| PAGE |
============================================================
Key Summary
As more companies face hiring freezes and restrictions on headcount, outsourcing is emerging as a flexible, scalable solution. Two of the most widely considered outsourcing destinations—Colombia and the Philippines—offer numerous advantages for building offshore teams. This blog explores key differences across communication, time zone differences, talent pool, infrastructure, culture, and cost—so you can make an informed decision about where to grow.
At Connext, we enable clients to bypass hiring constraints by forming remote teams under independent contractor agreements, helping them scale without the overhead of increasing internal headcount.
Why This Matters in Today’s Business Climate
In today’s economic environment, companies are increasingly seeking ways to remain agile. With widespread hiring freezes, budget constraints, and pressure to increase productivity without adding full-time employees, many organizations are re-evaluating their workforce strategies. Offshore teams are one of the most viable options, particularly when structured under independent contractor agreements that allow businesses to scale without increasing headcount.
Among the most popular destinations for business process outsourcing are Colombia and the Philippines. Both countries have made significant investments in BPO infrastructure and economic growth, but each offers distinct benefits depending on your organizational priorities. Instead of declaring a one-size-fits-all winner, this article presents key considerations for both locations, allowing you to assess what aligns best with your goals.
(Caption) Philippines—Daytime skyline of NCR under clear skies.
(Caption) Colombia—A clear afternoon in Bogotá.
1. Language and Communication Proficiency
The Philippines has long been recognized for its high English proficiency. English is one of its official languages and is widely used in government, education, and business. As a result, BPO professionals in the Philippines typically demonstrate effective communication skills, strong grammar, accent neutrality, and fluency, particularly in roles that involve customer service, contact center operations, healthcare support, and sales. This linguistic capability has helped the country become a global leader in voice-based services.
Colombia has made significant strides in English language education, especially in major urban areas such as Bogotá, Medellín, and Cali.
The country is cultivating a growing pool of bilingual professionals, particularly in fields like IT support, back-office processing, and knowledge-based services. For roles that rely more on written communication or specialized expertise, Colombia presents a strong option with a talent base that continues to expand.
When evaluating outsourcing locations, consider the nature of the roles you need to fill. For voice-intensive functions, linguistic fluency and accent neutrality may be a priority. For technical or back-office roles, written proficiency and specialized knowledge may weigh more heavily.
============================================================
| REQUIRED TASK 1 |
From the outsourcing comparison, output everything from "Among the most" down to "with your goals.", unchanged.
| REQUIRED TASK 2 |
In the outsourcing comparison, which Colombian urban areas are named as places where English language education has made significant strides?
============================================================
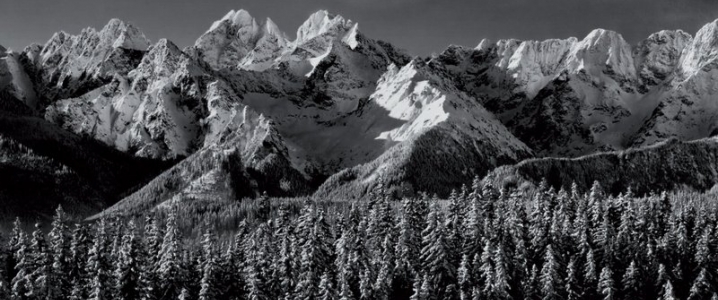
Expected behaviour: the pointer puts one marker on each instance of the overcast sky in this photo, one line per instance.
(420, 26)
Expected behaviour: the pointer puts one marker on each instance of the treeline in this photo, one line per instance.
(482, 243)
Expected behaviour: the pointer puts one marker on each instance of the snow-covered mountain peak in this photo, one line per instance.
(484, 45)
(125, 35)
(322, 22)
(269, 27)
(657, 57)
(229, 39)
(240, 18)
(702, 52)
(603, 51)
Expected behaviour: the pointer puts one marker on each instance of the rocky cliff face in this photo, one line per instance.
(336, 103)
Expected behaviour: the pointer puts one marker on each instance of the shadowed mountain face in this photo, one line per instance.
(664, 166)
(340, 113)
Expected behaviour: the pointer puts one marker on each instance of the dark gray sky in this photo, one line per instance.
(420, 26)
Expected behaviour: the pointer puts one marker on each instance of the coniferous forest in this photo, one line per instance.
(481, 243)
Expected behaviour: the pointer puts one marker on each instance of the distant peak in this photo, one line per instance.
(126, 35)
(485, 44)
(600, 34)
(271, 28)
(240, 18)
(321, 22)
(165, 44)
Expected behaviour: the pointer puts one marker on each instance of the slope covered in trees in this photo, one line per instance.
(669, 165)
(482, 243)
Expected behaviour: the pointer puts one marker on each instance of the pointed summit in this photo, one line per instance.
(600, 49)
(271, 28)
(240, 18)
(322, 22)
(485, 44)
(703, 50)
(124, 35)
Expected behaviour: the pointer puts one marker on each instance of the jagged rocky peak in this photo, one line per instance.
(658, 56)
(702, 51)
(240, 18)
(162, 59)
(322, 22)
(229, 40)
(484, 45)
(603, 51)
(125, 35)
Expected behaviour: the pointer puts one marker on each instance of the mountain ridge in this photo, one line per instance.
(334, 106)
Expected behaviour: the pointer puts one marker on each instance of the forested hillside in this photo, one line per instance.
(482, 243)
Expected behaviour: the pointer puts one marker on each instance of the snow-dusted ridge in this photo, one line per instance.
(334, 102)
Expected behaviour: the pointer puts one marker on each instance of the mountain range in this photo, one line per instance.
(336, 114)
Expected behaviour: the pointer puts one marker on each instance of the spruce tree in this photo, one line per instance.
(701, 287)
(326, 288)
(434, 254)
(79, 247)
(97, 266)
(169, 269)
(572, 285)
(58, 285)
(208, 288)
(22, 281)
(126, 275)
(631, 282)
(550, 278)
(606, 286)
(39, 264)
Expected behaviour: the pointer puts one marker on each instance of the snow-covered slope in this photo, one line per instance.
(336, 103)
(436, 137)
(687, 107)
(14, 80)
(71, 64)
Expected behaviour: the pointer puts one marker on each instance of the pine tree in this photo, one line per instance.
(501, 276)
(365, 285)
(5, 291)
(58, 286)
(426, 291)
(184, 295)
(434, 254)
(208, 283)
(463, 275)
(21, 282)
(39, 264)
(13, 246)
(147, 277)
(171, 275)
(258, 264)
(605, 284)
(97, 266)
(550, 278)
(573, 288)
(590, 274)
(126, 275)
(668, 293)
(79, 247)
(631, 282)
(701, 287)
(326, 288)
(345, 292)
(530, 290)
(383, 283)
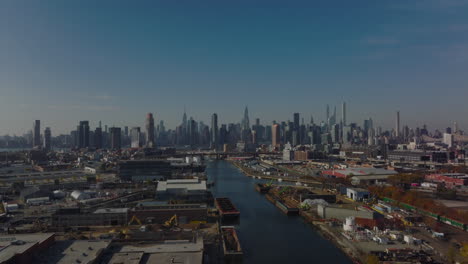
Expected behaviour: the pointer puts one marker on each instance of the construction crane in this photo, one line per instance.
(171, 222)
(133, 219)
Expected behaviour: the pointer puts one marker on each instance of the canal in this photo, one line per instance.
(267, 235)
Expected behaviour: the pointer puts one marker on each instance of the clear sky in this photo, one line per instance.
(65, 61)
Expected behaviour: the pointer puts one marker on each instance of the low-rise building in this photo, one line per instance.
(21, 248)
(449, 179)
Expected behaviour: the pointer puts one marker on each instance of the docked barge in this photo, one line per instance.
(227, 210)
(232, 250)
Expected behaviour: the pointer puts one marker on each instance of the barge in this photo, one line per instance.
(286, 209)
(232, 250)
(227, 210)
(262, 188)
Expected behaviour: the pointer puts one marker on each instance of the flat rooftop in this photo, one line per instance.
(73, 251)
(127, 258)
(9, 250)
(189, 184)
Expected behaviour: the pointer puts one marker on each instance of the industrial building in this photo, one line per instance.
(361, 175)
(182, 188)
(170, 251)
(160, 213)
(21, 248)
(102, 217)
(328, 212)
(449, 179)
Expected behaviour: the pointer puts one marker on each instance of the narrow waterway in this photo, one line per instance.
(266, 234)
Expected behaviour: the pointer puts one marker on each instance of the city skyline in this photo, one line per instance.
(94, 61)
(336, 118)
============================================================
| CORRECT RESULT 1 |
Among the most popular destinations for business process outsourcing are Colombia and the Philippines. Both countries have made significant investments in BPO infrastructure and economic growth, but each offers distinct benefits depending on your organizational priorities. Instead of declaring a one-size-fits-all winner, this article presents key considerations for both locations, allowing you to assess what aligns best with your goals.

| CORRECT RESULT 2 |
Bogotá, Medellín, and Cali.